**EXCERPT TO READ**
Studio album by Agnostic Front
- Released: April 4, 2015
- Genre: Hardcore punk
- Length: 27:51
- Label: Nuclear Blast
- Producer: Freddy Cricien

Agnostic Front chronology
| My Life My Way (2011) | The American Dream Died (2015) | Get Loud! (2019) |

= The American Dream Died =

The American Dream Died is the eleventh full-length album by New York hardcore band Agnostic Front. It was released on April 4, 2015, on Nuclear Blast. It was the first album to feature guitarist Craig Silverman.

[Dataset rows showing where objects appear]
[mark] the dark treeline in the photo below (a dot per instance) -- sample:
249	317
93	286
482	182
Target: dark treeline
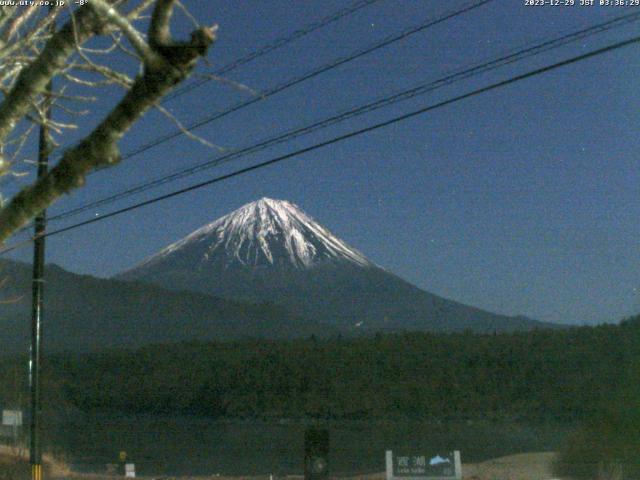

**EXERCISES**
**1)** According to the album text, which guitarist appeared for the first time on The American Dream Died?
**2)** Put every line of the listing above into a numbered list, omitting blank lines and leaving the picture out of your answer.

**ANSWERS BY TASK**
**1)** Craig Silverman

**2)**
1. [mark] the dark treeline in the photo below (a dot per instance) -- sample:
2. 249	317
3. 93	286
4. 482	182
5. Target: dark treeline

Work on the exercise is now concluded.